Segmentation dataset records
****
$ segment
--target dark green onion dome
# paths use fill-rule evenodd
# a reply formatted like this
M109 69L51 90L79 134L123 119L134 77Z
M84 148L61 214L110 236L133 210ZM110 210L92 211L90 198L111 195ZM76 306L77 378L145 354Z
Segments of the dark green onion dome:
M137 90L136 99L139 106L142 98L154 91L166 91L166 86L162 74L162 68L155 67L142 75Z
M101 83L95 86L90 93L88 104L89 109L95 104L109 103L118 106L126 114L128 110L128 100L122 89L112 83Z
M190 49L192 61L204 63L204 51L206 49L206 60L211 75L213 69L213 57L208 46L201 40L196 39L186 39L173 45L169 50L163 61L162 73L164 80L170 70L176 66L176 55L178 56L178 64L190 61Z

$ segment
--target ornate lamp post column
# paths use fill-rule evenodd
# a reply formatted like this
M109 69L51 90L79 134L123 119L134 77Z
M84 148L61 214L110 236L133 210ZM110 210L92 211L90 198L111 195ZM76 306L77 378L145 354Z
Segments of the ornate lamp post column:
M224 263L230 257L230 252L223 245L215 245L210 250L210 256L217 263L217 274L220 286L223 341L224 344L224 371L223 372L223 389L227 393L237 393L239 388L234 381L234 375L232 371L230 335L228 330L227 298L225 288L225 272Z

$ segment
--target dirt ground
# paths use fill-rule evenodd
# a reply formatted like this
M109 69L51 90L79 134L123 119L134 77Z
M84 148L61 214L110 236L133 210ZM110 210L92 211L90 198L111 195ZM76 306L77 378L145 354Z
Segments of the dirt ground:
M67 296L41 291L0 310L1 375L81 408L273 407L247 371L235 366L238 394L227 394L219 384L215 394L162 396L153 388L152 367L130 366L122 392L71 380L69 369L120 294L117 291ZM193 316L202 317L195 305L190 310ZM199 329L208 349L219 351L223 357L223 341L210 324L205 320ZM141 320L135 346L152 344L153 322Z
****
- _WHAT YOU HAVE TO DO_
Reproduce the listing above line for line, without any alteration.

- _REPLY_
$ segment
--target dark green onion dome
# paths use fill-rule evenodd
# a reply formatted like this
M109 69L51 90L79 134L123 119L134 77Z
M84 148L61 214L110 236L133 210ZM110 210L92 211L90 198L111 195ZM76 306L77 378L145 354Z
Segments of the dark green onion dome:
M137 90L136 99L139 106L142 98L154 91L166 91L166 86L162 74L162 68L155 67L142 75Z
M101 83L95 86L90 93L88 104L89 109L95 104L109 103L118 106L126 114L128 110L128 100L122 89L112 83Z
M190 49L192 61L204 63L204 51L206 49L206 60L211 75L213 69L213 57L208 46L201 40L196 39L186 39L173 45L169 50L163 61L162 73L164 80L170 70L176 66L176 55L178 56L178 64L190 61Z

$ segment
--target ornate lamp post column
# paths use fill-rule evenodd
# a reply formatted like this
M109 69L51 90L79 134L123 119L134 77Z
M84 148L61 214L110 236L133 210ZM110 210L92 211L90 198L111 195ZM76 306L77 378L145 354Z
Segments of the ornate lamp post column:
M224 263L230 257L230 252L223 245L215 245L210 250L210 256L217 263L217 274L220 286L223 341L224 344L224 371L223 372L223 389L227 393L237 393L239 388L234 381L234 375L232 371L230 335L228 330L227 298L225 288L225 272Z

$ segment
--target dirt ground
# paths use fill-rule evenodd
# a reply formatted like this
M109 69L51 90L79 134L123 119L134 77Z
M84 148L61 214L110 236L133 210ZM110 210L92 211L90 198L111 195ZM76 306L77 378L145 354Z
Segments of the dirt ground:
M67 296L41 291L0 310L1 375L81 408L273 407L247 371L235 366L238 394L227 394L219 384L215 394L162 396L153 388L152 367L130 366L122 392L71 380L69 369L120 294L117 291ZM193 316L202 317L195 305L190 310ZM199 329L208 349L219 351L223 357L223 341L210 324L205 320ZM141 320L135 346L152 344L153 322Z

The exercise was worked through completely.